* YOUR INSTRUCTIONS: With pictures left out, set down exactly the lines that begin at the one containing "TARGET = white pill" and end with the last line of the entries below.

* EXCERPTED RECORDS:
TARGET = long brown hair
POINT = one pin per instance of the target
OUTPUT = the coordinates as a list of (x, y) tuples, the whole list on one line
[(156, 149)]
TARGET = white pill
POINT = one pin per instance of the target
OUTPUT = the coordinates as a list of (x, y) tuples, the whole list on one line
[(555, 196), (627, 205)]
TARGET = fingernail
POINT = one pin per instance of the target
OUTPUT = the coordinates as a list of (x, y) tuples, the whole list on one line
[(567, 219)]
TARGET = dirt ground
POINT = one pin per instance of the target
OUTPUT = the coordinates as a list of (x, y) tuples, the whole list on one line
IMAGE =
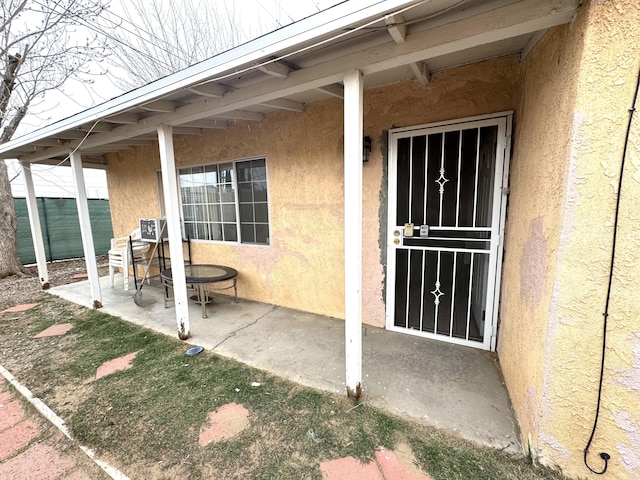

* SOLUTION FOR THIS TASK:
TARGET = white pill
POINT = one pin per instance of the target
OUTPUT = the coordinates as a list of (x, y) tuples, the whole list on one line
[(555, 196), (627, 205)]
TARGET = fingernail
POINT = one pin per instance of the target
OUTPUT = the coordinates as a list of (x, y) tuples, the whole list on one line
[(567, 219)]
TARGET = dirt ground
POINT = one pin per instance of the target
OUTPUT = the coordinates as a list of (x, y) tuples, the whole list on one line
IMAGE =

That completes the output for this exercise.